Give back exactly the lines from the one containing "For every instance of the rock outcrop, give" through the end of the records, including both, and no others.

**Data in this exercise**

****

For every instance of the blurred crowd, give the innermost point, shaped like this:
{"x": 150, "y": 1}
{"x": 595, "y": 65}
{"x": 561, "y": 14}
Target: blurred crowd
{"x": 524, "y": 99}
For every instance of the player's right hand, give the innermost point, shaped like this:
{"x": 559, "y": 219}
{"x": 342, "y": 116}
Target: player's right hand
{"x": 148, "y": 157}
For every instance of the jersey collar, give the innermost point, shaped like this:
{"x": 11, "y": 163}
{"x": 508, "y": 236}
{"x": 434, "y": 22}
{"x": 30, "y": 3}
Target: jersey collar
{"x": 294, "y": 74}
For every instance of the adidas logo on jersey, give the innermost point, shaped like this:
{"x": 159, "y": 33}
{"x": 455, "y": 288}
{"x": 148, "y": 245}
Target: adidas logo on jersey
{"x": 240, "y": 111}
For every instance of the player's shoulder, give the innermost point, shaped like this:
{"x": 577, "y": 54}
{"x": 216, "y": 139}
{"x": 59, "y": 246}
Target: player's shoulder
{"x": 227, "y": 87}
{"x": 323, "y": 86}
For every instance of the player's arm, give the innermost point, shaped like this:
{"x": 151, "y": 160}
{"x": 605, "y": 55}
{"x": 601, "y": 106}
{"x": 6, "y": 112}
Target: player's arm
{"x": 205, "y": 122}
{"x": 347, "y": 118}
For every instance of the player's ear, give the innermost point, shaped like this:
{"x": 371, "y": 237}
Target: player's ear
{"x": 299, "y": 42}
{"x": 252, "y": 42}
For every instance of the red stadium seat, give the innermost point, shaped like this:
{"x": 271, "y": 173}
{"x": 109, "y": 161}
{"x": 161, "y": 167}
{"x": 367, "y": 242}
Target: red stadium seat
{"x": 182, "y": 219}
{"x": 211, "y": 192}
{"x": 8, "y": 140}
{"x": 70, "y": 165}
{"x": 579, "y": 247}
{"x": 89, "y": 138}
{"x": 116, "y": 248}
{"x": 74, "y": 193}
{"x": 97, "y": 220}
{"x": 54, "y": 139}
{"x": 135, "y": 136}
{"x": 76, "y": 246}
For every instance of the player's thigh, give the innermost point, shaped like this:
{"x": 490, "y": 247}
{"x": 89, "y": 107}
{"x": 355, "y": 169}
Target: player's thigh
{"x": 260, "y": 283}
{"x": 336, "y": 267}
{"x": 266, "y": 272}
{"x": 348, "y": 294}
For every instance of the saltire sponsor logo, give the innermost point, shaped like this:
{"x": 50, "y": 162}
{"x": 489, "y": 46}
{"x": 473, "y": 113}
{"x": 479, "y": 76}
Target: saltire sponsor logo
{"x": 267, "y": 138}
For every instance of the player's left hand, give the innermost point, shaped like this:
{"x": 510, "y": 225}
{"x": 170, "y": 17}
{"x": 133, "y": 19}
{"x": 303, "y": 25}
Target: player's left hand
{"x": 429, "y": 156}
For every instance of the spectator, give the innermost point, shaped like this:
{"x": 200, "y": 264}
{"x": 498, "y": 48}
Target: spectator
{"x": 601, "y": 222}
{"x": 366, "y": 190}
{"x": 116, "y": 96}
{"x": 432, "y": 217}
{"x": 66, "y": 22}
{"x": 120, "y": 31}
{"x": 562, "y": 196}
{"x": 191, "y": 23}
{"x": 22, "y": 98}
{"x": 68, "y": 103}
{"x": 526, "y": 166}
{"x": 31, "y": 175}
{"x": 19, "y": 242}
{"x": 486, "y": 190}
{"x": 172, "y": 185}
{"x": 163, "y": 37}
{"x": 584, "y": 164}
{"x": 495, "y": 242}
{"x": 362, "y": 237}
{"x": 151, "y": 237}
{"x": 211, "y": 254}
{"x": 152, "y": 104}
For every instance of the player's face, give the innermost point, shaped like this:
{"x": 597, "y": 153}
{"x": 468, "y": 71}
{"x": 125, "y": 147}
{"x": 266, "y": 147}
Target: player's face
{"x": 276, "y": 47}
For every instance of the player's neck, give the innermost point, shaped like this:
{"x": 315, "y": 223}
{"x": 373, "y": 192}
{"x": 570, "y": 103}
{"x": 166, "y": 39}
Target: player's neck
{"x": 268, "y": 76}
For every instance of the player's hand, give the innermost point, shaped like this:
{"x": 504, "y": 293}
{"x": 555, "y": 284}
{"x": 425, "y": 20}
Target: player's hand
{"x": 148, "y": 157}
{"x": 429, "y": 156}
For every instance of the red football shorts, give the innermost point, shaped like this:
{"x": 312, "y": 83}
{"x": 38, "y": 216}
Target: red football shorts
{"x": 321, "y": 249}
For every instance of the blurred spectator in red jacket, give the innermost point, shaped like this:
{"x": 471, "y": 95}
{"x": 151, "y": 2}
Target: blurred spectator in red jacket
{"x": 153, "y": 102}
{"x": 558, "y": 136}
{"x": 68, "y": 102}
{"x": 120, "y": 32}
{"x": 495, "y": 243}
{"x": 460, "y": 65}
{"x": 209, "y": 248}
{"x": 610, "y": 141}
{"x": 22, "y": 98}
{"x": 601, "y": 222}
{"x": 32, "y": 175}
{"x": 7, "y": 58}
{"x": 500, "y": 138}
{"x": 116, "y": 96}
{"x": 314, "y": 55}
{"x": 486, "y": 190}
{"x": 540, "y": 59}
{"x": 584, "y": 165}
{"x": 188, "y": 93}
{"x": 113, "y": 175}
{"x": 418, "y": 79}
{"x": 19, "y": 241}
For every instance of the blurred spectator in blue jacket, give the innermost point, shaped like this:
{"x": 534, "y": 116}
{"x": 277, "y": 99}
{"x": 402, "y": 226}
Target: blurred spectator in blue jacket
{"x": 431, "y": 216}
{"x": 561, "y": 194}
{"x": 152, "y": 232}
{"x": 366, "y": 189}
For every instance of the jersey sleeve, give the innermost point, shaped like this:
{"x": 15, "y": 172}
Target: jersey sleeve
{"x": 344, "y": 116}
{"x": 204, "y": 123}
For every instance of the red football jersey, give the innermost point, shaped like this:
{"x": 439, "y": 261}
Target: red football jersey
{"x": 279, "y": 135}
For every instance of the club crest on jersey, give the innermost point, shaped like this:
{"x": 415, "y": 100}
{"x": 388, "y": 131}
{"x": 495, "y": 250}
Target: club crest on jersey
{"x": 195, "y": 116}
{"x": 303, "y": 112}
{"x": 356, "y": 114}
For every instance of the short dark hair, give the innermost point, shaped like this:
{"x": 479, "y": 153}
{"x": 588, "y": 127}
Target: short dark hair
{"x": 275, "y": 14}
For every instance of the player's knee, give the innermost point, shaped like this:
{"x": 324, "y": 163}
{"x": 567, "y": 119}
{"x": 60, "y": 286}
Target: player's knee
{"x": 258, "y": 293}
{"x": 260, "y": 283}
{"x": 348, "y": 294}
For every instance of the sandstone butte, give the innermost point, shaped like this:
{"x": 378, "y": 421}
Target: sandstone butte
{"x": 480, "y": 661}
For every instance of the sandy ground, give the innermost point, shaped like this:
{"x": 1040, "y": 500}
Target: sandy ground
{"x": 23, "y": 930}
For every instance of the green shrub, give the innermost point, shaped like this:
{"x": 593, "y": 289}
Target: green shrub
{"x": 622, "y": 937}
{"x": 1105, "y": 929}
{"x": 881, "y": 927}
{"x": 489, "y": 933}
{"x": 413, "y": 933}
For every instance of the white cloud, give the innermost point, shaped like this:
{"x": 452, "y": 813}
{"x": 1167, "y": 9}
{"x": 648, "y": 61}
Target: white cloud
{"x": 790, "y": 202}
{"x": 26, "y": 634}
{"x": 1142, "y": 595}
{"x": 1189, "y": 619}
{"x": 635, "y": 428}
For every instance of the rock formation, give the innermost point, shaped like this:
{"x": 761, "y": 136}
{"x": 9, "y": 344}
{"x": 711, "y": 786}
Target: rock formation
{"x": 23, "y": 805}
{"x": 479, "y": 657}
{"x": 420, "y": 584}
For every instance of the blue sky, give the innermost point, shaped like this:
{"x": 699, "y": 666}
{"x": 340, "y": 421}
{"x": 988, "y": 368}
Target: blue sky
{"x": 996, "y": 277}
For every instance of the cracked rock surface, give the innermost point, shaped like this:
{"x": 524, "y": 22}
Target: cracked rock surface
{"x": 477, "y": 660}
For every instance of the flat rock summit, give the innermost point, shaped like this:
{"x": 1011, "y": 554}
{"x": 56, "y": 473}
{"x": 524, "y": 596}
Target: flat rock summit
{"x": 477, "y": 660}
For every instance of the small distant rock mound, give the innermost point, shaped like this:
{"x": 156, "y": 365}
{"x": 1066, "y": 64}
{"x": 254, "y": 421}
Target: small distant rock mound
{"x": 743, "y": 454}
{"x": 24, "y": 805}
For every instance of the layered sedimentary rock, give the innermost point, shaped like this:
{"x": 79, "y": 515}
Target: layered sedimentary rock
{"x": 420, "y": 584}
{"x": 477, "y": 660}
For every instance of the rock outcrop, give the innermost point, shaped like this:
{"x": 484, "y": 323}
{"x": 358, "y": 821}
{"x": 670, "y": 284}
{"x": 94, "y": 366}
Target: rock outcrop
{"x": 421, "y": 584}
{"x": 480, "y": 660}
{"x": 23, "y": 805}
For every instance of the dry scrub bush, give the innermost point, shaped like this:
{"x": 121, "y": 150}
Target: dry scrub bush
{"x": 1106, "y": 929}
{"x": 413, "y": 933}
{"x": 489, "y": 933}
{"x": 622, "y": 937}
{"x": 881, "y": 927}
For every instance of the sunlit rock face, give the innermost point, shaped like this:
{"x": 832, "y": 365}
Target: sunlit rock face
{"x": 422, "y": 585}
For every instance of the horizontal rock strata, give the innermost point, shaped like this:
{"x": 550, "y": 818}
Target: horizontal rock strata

****

**Answer**
For every instance of the rock outcrop, give the innermost point, shaped like this:
{"x": 484, "y": 323}
{"x": 358, "y": 821}
{"x": 670, "y": 284}
{"x": 94, "y": 366}
Target: rock outcrop
{"x": 421, "y": 584}
{"x": 480, "y": 660}
{"x": 23, "y": 805}
For every instance of the dry scrub bush, give the innermost point, shaped like this:
{"x": 121, "y": 150}
Target: dry scrub bush
{"x": 1106, "y": 929}
{"x": 413, "y": 933}
{"x": 489, "y": 933}
{"x": 622, "y": 937}
{"x": 881, "y": 927}
For every instance of the sunlit rock face, give the innermost point, shaped like this:
{"x": 832, "y": 365}
Target: sunlit rock face
{"x": 422, "y": 585}
For every instance of the horizontal rock strata, give the innermost point, shaped like this:
{"x": 550, "y": 818}
Target: horizontal rock strata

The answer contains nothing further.